BEGIN SELECTED PASSAGE

The study, published in the Journal of the American Medical Association, found women are two to three times less likely to get defibrillators than men are. The tiny, implantable devices, which keep an ailing heart beating, can mean the difference between life and death when trying restore a heart's natural rhythm.
Amazingly, even in the midst of a heart attack, women are 16 percent less likely than men to be seen by a cardiologist, and are treated, instead, by an internist or family physician.
The Duke University of Medicine study also found women are 15 to 30 percent less likely than men to get an angiogram to detect blocked arteries, and without one, doctors would never know what treatment the patient needs.
When blockages are discovered, women are 12 percent less likely to receive clot-busting drugs. And if they survive, women are 10 percent to 15 percent less likely to get medications to prevent a second heart attack, such as essential drugs to thin the blood, reduce cholesterol and lower blood pressure.
"It is frustrating. Many doctors do not see heart disease as a woman's disease. They don't look for it or treat it aggressively," said Dr. Holly Andersen at New York Presbyterian Hospital.
One possible explanation: Early studies suggested women could suffer more complications from heart treatments, but that's no longer the case, and early intervention is considered essential.
There is one category in cardiology where women do have the lead — each year, more women than men die from heart attacks.

END SELECTED PASSAGE

*YOUR OBJECTIVE*: Can you reproduce the whole passage on women's heart care, word for word?

BEGIN PROVIDED RECORDS

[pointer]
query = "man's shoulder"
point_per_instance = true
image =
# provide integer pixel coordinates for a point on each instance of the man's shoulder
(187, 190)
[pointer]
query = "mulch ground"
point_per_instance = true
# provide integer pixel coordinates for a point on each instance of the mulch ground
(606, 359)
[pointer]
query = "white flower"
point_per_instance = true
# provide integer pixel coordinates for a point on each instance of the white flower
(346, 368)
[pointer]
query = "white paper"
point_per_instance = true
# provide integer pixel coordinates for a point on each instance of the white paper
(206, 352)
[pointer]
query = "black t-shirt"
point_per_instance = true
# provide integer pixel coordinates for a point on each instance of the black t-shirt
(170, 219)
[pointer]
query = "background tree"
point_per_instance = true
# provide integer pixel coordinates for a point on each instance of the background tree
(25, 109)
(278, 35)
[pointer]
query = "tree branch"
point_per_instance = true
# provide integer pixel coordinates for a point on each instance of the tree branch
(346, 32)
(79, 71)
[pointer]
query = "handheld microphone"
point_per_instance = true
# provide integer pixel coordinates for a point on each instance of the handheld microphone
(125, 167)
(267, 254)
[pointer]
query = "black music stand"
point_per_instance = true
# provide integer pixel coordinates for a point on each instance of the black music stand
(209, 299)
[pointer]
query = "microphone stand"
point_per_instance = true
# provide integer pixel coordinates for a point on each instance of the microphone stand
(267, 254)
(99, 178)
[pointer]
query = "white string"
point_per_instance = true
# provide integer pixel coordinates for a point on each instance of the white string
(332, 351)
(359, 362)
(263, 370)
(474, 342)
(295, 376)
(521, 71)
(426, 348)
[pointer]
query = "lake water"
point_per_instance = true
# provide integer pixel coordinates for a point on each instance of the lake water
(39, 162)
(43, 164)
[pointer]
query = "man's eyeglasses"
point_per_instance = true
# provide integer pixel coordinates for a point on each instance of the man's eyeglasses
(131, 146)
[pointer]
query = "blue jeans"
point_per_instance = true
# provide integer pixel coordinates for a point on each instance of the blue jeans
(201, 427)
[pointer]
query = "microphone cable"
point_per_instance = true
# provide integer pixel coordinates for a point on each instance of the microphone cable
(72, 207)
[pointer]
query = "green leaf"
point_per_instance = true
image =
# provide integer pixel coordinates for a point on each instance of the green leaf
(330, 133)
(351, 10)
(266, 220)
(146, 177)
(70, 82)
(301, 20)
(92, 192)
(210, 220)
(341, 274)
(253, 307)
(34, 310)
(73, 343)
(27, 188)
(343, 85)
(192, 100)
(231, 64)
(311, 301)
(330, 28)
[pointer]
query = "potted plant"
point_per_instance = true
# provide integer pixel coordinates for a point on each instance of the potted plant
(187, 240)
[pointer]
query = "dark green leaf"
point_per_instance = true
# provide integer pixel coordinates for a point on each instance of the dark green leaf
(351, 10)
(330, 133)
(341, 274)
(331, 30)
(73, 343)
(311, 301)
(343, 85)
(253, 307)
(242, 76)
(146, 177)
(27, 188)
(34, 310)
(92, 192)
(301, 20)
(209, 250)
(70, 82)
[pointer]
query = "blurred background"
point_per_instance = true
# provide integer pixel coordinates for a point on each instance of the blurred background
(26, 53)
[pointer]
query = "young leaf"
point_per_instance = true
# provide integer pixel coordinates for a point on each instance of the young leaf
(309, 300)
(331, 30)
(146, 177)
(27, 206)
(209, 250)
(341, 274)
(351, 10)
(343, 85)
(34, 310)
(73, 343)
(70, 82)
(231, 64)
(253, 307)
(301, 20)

END PROVIDED RECORDS

*WRITTEN ANSWER*:
The study, published in the Journal of the American Medical Association, found women are two to three times less likely to get defibrillators than men are. The tiny, implantable devices, which keep an ailing heart beating, can mean the difference between life and death when trying restore a heart's natural rhythm.
Amazingly, even in the midst of a heart attack, women are 16 percent less likely than men to be seen by a cardiologist, and are treated, instead, by an internist or family physician.
The Duke University of Medicine study also found women are 15 to 30 percent less likely than men to get an angiogram to detect blocked arteries, and without one, doctors would never know what treatment the patient needs.
When blockages are discovered, women are 12 percent less likely to receive clot-busting drugs. And if they survive, women are 10 percent to 15 percent less likely to get medications to prevent a second heart attack, such as essential drugs to thin the blood, reduce cholesterol and lower blood pressure.
"It is frustrating. Many doctors do not see heart disease as a woman's disease. They don't look for it or treat it aggressively," said Dr. Holly Andersen at New York Presbyterian Hospital.
One possible explanation: Early studies suggested women could suffer more complications from heart treatments, but that's no longer the case, and early intervention is considered essential.
There is one category in cardiology where women do have the lead — each year, more women than men die from heart attacks.